• **TESTO FORNITO**
....

Dunque, con l’accusa di disastro doloso ambientale permanente il 10 dicembre 2010 si è aperto il processo pubblico nel nome di tremila vittime: 2 200 morti e 800 malati, di cui oltre il 70% nel Casalese; il numero, però, è in difetto, perché, dalla data della chiusura delle indagini, altri purtroppo si sono aggiunti. E molti ancora se ne aggiungeranno, con stime in crescita – se non si troverà un’auspicabile cura che arresti il maleficio – anche oltre il 2020.

Si sono costituite (e ammesse) più di seimila parti civili: i malati, i famigliari delle vittime, più tre regioni –Piemonte, Emilia Romagna e Campania –, 4 Province – Alessandria, Torino, Reggio Emilia e Napoli– diversi Comuni, tra cui i 4 dove avevano sede gli stabilimenti, il Ministero dell’ambiente, enti come Inail e Inps, associazioni, tra cui quelle che riuniscono i famigliari delle vittime di amianto: una sorta di “multinazionale delle vittime” che si contrappone alla “multinazionale dell’amianto”. Oltre agli imputati a titolo personale, sono state chiamate in giudizio come responsabili civili diverse società legate al gruppo belga e al gruppo svizzero, affinché, in caso di riconoscimento di responsabilità dei due accusati, possano contribuire all’eventuale risarcimento, a partire dalle provvisionali se il tribunale penale le dovesse riconoscere.

Nelle quarantasei udienze dell’istruttoria dibattimentale sono sfilati ex lavoratori e sindacalisti, famigliari delle vittime, amministratori e funzionari pubblici, consulenti dell’accusa, delle parti civili e della difesa, alcuni arrivati anche da oltreoceano. È così emerso che la cancerogenicità dell’amianto era sospettata e studiata addirittura da fine Ottocento e da inizio Novecento, indubitabile dai primi anni Sessanta, schiacciante dal 1964 quando Irvin Selikoff, odiatissimo dagli amiantiferi, lo dichiarò, come frutto di ricerche ed esperimenti, alla Conferenza mondiale di New York. Si è altresì appreso che il “cartello” mondiale dei produttori, in cui i gruppi belga degli EmsensDe Cartier e svizzero degli Schmidheiny erano componenti di primo piano, era legato da interessi comuni finalizzati all’approvvigionamento delle materie prime e all’accordo sui prezzi, ma anche, come hanno rimarcato i pm nella requisitoria iniziata il 14 giugno, «nelle strategie per l’occultamento delle informazioni sul rischio causato dalla fibra». Rischio che i produttori conoscevano, – lo si è appreso ancora dalla requisitoria, basata sulla produzione di documenti sequestrati nel 2005 – dal momento che avevano essi stessi «cooptato» (questo il termine usato dai magistrati) degli scienziati perché studiassero le caratteristiche dell’amianto, ma poi avevano impedito la pubblicazione dei risultati di quelle ricerche per non destare allarmismi e continuare la produzione con l’impiego di amianto. All’occultamento delle conoscenze sui rischi gravissimi causati dalla fibra, sia per i lavoratori sia per la popolazione, si affiancava la propaganda finalizzata a sottolineare le qualità positive dell’impiego di amianto nella produzione di manufatti.

....

• **DATI ELENCATI**
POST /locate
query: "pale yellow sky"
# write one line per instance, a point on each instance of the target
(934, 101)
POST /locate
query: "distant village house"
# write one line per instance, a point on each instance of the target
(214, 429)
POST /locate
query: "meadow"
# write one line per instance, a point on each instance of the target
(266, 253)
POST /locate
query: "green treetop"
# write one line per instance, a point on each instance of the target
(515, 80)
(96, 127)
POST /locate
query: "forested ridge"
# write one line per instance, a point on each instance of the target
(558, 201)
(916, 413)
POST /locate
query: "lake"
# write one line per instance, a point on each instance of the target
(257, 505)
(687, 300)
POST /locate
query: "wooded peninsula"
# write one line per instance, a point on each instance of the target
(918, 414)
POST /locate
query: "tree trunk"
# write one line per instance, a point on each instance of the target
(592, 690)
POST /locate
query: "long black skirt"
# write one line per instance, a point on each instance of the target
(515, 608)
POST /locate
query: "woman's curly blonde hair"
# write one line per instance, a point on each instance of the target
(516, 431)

....

• **CONSEGNE**
1 – Rispondi a queste domande sul testo relativo al processo per l'amianto:
(a) In che data si è aperto il processo?
(b) Quante udienze ha avuto l'istruttoria dibattimentale?
(c) In che anno e in quale occasione Irvin Selikoff dichiarò la cancerogenicità dell'amianto?
2 – Porta avanti il testo sul processo per l'amianto, riprendendo subito dopo la sua ultima frase.
I dati non hanno alcun ruolo in questa parte.

• **RISPOSTE PER CONSEGNA**
1 –
(a) Il 10 dicembre 2010.
(b) Quarantasei.
(c) Nel 1964, alla Conferenza mondiale di New York.

2 –
Al più si consentiva di sapere che la fibra, a seguito di prolungati periodi di esposizione, causava negli operai l’asbestosi (che, fin dagli anni Quaranta, l’Inail riconosceva come malattia professionale), ma il rischio di mesotelioma, il cancro maligno della pleura (e anche del peritoneo), veniva taciuto. O minimizzato. Uno degli slogan si concentrava in queste parole: «Uso controllato dell’amianto».Tradotto: se si usa con dovute precauzioni, non fa male. Lo hanno fatto credere a lungo, ma questa propaganda non è finita. Prosegue con le stesse argomentazioni nei Paesi in cui la fibra è ancora largamente impiegata (Russia, Cina, Brasile, India, Kazakhistan, Canada). Lo documenta il film Polvere, che porta le firme dei registi Niccolò Bruna e Andrea Prandtsaller, presentato in anteprima a Casale il 28 aprile, giornata mondiale delle vittime dell’amianto, poi proposto al Festival Cinemambiente di Torino e successivamente in altre sale internazionali.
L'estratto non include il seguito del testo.